**TASK DIRECTIONS:** Reproduce each line from the records that holds "tire".

═══ SOURCE INFORMATION

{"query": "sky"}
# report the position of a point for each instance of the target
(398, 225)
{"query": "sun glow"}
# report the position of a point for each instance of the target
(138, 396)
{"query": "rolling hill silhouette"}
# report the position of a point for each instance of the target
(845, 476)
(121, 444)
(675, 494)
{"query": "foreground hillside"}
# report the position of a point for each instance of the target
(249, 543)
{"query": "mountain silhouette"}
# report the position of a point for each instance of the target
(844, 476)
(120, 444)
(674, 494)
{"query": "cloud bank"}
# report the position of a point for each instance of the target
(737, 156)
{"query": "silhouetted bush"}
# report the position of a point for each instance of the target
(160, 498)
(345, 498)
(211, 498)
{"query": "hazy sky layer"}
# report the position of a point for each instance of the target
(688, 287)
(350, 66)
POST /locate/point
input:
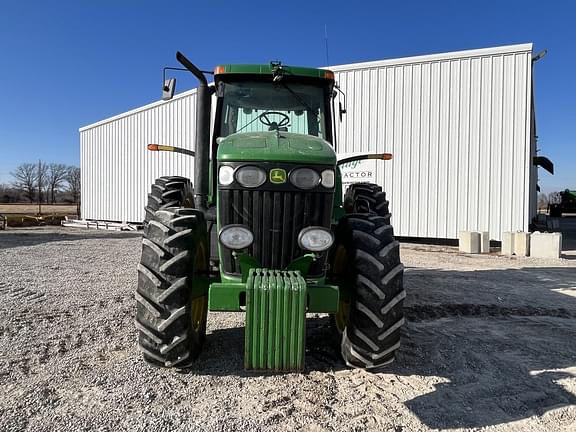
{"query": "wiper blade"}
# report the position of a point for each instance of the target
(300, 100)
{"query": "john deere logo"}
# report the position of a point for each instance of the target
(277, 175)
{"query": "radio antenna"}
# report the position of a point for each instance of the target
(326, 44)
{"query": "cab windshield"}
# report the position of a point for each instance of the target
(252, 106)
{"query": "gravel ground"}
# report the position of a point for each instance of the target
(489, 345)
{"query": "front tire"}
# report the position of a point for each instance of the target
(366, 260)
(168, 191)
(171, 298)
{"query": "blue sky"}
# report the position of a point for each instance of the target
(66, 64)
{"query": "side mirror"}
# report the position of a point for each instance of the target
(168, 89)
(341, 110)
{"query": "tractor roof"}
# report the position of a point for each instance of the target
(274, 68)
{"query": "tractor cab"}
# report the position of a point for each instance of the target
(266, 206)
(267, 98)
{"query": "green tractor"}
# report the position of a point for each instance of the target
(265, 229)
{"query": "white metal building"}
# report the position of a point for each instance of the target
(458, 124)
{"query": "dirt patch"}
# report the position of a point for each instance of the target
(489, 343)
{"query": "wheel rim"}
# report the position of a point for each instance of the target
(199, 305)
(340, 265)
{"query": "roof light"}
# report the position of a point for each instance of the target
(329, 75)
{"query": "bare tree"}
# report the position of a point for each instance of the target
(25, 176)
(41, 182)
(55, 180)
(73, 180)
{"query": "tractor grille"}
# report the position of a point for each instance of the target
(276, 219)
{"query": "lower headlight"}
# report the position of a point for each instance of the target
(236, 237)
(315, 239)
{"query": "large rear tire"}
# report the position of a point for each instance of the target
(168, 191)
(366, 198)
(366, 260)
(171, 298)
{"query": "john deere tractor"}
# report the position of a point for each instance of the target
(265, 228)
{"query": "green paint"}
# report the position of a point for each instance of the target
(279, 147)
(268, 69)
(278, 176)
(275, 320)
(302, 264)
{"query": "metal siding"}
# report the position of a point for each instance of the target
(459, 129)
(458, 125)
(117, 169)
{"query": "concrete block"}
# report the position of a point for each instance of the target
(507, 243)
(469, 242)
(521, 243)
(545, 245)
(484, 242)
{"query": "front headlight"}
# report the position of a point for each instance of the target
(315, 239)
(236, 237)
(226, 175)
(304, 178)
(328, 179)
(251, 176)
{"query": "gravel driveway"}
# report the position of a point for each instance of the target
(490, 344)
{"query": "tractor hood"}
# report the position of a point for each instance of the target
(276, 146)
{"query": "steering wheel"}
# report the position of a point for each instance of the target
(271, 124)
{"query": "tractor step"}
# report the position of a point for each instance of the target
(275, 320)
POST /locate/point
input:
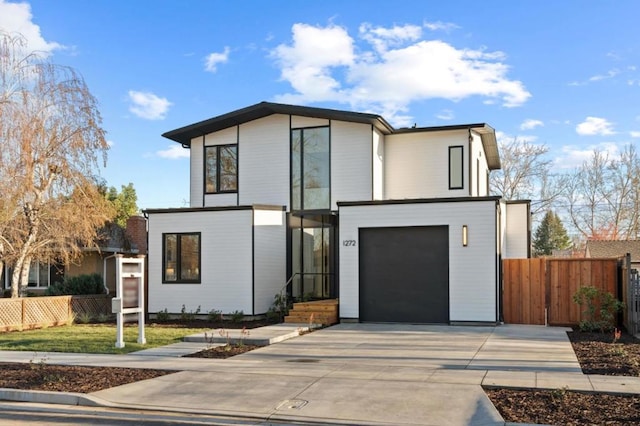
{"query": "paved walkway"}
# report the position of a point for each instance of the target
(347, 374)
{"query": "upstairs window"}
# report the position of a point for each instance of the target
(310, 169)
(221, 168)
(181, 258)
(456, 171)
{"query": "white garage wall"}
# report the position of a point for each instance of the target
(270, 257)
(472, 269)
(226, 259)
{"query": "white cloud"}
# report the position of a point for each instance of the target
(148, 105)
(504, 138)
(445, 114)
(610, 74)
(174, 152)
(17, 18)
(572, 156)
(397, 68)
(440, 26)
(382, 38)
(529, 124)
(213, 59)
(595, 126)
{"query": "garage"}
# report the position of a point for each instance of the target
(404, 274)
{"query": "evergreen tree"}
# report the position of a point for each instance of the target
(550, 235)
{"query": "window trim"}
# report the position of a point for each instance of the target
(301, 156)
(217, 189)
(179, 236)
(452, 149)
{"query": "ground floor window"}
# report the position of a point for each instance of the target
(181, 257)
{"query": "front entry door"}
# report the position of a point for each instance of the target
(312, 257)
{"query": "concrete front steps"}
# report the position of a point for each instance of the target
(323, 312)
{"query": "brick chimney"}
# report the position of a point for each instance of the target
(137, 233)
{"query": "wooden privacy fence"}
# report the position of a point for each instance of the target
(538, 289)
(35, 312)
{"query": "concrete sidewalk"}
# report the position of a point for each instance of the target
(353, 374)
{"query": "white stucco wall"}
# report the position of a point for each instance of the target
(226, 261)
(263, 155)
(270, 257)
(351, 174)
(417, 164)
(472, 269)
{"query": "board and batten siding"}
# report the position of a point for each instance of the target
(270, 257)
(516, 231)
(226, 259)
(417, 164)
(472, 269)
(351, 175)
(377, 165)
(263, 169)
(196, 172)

══════
═══ SOURCE INFORMATION

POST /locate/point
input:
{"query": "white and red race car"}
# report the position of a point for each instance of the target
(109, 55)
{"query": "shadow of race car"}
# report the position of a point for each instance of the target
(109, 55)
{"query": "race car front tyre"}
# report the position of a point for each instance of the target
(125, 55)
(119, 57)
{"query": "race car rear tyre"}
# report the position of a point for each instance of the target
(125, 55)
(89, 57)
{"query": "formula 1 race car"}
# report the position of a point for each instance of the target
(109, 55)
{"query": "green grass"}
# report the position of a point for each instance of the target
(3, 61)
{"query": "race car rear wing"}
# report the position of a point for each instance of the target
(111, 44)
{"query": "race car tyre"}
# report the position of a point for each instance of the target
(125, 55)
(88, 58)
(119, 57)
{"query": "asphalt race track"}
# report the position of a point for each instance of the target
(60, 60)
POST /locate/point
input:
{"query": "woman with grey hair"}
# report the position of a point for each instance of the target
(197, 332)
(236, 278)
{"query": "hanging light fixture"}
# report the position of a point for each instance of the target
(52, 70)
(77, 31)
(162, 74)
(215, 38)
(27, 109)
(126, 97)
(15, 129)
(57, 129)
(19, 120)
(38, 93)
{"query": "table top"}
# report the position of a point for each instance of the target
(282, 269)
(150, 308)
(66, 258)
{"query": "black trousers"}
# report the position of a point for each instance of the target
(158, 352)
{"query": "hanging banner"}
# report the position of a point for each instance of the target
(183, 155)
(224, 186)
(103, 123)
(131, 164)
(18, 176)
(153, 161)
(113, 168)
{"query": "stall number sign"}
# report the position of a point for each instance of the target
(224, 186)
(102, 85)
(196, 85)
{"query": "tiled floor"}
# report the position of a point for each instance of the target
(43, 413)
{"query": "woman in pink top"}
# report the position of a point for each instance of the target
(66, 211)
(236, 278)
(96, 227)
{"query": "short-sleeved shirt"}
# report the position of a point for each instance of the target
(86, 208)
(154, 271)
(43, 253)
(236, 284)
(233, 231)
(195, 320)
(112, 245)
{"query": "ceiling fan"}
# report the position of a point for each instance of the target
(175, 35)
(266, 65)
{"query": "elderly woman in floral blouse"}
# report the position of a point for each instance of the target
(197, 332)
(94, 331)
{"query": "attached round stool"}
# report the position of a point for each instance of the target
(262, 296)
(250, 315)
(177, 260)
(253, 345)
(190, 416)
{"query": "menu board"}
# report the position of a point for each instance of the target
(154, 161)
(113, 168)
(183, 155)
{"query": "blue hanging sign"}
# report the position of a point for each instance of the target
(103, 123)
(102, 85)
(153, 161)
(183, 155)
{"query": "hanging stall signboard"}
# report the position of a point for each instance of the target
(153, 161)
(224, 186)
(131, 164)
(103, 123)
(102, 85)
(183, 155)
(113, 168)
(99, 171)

══════

**YOUR SOLUTION:**
{"query": "front tire"}
{"query": "large rear tire"}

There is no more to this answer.